> What to produce:
Count the lines in the entries below that contain the string "shirt", and reply with the number alone.

> Extracted data entries:
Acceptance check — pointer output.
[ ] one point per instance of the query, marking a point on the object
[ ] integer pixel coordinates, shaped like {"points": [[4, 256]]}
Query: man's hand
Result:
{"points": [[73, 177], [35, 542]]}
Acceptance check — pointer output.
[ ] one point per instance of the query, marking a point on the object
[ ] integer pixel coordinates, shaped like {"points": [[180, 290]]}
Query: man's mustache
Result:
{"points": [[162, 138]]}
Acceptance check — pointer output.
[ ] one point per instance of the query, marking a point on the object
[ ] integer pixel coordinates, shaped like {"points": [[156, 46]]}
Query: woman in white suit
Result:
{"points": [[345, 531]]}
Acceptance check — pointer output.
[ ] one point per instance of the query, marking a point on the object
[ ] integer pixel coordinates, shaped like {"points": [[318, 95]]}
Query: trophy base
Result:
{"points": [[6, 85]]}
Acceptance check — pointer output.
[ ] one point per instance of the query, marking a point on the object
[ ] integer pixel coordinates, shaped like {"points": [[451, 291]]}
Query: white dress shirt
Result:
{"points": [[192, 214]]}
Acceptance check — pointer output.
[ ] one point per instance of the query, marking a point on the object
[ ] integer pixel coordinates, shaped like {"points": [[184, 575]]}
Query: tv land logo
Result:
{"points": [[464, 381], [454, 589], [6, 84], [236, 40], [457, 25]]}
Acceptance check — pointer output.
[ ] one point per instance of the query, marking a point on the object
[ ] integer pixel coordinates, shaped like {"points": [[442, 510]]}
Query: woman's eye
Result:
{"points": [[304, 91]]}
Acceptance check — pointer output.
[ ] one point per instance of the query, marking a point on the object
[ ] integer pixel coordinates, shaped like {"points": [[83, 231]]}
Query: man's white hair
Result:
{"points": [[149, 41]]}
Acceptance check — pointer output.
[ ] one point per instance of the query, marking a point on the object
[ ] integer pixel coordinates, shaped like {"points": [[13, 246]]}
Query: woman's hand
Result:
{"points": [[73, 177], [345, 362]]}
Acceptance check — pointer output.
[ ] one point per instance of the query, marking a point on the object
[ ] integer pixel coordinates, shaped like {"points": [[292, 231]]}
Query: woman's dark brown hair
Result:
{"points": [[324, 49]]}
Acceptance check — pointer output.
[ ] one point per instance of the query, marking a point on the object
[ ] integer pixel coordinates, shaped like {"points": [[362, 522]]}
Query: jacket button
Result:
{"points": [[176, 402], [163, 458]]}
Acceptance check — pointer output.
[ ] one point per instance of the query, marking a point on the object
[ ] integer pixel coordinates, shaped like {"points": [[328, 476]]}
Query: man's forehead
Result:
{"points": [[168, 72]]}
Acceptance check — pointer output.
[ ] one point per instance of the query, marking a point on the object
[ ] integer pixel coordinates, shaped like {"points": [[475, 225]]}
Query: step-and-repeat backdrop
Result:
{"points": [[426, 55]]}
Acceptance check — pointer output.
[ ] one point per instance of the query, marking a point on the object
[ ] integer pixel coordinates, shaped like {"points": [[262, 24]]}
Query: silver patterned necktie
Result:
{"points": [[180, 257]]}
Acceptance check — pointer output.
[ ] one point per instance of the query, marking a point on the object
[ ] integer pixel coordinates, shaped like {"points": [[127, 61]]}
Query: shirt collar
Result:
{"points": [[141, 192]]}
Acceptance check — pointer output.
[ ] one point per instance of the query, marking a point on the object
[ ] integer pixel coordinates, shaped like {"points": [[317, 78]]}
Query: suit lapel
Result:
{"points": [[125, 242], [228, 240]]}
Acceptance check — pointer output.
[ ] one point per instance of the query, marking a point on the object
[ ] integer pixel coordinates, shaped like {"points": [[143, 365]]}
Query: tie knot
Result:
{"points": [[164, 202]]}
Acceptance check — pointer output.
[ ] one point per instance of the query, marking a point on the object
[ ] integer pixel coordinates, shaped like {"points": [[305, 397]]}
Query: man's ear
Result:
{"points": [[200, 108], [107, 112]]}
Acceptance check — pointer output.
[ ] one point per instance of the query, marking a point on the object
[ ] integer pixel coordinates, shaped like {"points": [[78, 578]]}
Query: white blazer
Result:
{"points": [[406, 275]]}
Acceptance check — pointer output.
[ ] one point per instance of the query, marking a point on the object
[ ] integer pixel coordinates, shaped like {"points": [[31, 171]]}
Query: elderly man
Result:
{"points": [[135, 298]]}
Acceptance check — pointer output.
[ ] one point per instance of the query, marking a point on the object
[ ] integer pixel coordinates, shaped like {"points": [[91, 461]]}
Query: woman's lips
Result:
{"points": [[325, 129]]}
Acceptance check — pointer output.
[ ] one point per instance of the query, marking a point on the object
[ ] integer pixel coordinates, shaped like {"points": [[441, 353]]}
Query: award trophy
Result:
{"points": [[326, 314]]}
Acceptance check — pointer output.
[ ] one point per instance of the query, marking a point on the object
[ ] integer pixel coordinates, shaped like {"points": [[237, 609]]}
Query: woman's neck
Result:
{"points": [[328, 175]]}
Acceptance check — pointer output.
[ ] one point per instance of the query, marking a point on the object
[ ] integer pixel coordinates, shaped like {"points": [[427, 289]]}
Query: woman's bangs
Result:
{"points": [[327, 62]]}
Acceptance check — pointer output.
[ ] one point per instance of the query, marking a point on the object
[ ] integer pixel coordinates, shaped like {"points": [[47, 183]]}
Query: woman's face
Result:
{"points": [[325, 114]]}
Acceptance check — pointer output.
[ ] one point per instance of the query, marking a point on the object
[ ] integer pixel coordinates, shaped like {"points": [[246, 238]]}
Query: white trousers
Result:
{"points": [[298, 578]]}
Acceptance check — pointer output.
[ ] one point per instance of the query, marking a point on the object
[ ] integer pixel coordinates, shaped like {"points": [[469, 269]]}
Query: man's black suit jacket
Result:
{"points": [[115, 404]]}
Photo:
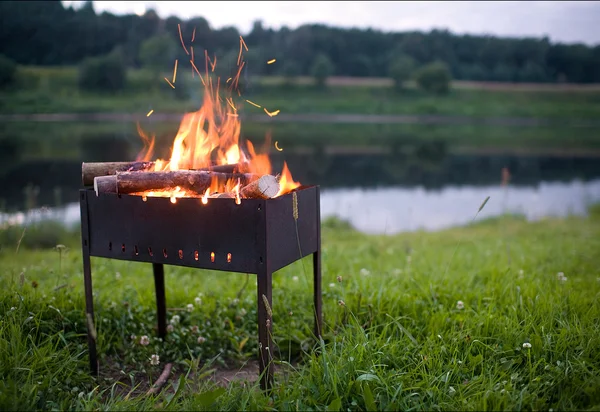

> Output of the task:
2